** DATA TO PROCESS follows **

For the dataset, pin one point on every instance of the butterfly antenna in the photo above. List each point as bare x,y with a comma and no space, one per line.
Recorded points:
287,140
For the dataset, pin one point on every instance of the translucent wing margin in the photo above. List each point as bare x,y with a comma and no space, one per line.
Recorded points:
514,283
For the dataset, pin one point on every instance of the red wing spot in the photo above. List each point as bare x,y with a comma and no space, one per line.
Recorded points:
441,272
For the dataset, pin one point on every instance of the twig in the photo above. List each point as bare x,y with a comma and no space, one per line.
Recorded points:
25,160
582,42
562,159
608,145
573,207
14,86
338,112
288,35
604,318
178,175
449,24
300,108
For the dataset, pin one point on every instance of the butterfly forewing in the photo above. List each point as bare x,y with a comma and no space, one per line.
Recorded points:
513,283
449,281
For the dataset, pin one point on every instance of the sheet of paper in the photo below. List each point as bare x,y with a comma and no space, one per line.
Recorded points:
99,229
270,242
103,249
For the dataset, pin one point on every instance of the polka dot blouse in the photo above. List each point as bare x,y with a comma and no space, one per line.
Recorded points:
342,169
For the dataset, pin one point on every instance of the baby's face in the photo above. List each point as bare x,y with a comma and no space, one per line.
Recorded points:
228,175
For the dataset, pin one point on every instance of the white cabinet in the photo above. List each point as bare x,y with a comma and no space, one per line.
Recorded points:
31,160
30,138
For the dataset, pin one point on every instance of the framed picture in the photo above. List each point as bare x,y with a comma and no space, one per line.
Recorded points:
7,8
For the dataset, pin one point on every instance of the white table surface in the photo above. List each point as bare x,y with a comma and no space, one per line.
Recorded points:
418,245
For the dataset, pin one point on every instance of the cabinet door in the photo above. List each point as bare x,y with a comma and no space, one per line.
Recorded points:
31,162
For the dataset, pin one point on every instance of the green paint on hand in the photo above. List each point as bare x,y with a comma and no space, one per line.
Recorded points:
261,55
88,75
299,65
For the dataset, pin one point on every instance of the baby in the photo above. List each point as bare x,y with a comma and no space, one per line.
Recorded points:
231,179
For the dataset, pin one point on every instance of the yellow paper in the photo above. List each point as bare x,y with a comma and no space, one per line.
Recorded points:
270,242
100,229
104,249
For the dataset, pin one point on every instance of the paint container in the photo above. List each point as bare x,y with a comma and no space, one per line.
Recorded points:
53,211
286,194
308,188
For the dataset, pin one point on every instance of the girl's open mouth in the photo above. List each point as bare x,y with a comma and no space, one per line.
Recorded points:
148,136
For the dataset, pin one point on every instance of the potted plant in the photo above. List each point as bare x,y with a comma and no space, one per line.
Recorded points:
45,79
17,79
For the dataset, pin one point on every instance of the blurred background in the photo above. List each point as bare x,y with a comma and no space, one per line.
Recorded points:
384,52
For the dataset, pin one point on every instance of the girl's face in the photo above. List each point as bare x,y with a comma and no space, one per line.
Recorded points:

** End of DATA TO PROCESS **
** DATA TO PROCESS follows **

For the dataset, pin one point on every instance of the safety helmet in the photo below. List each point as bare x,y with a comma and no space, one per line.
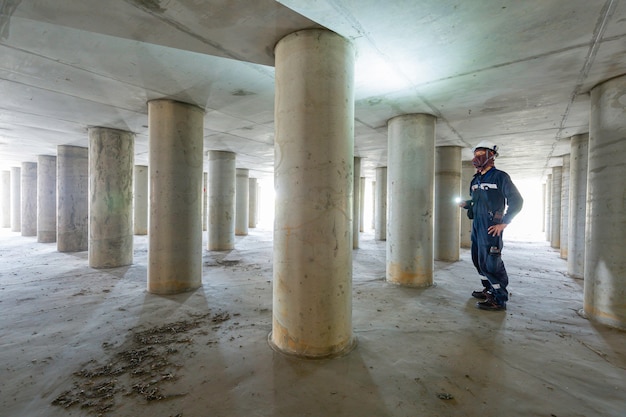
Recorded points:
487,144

** End of DATA TO PROCESS **

Looking at the listing above, count the lines that contain "paper" and give nothing but the number.

◆ **TASK ANSWER**
2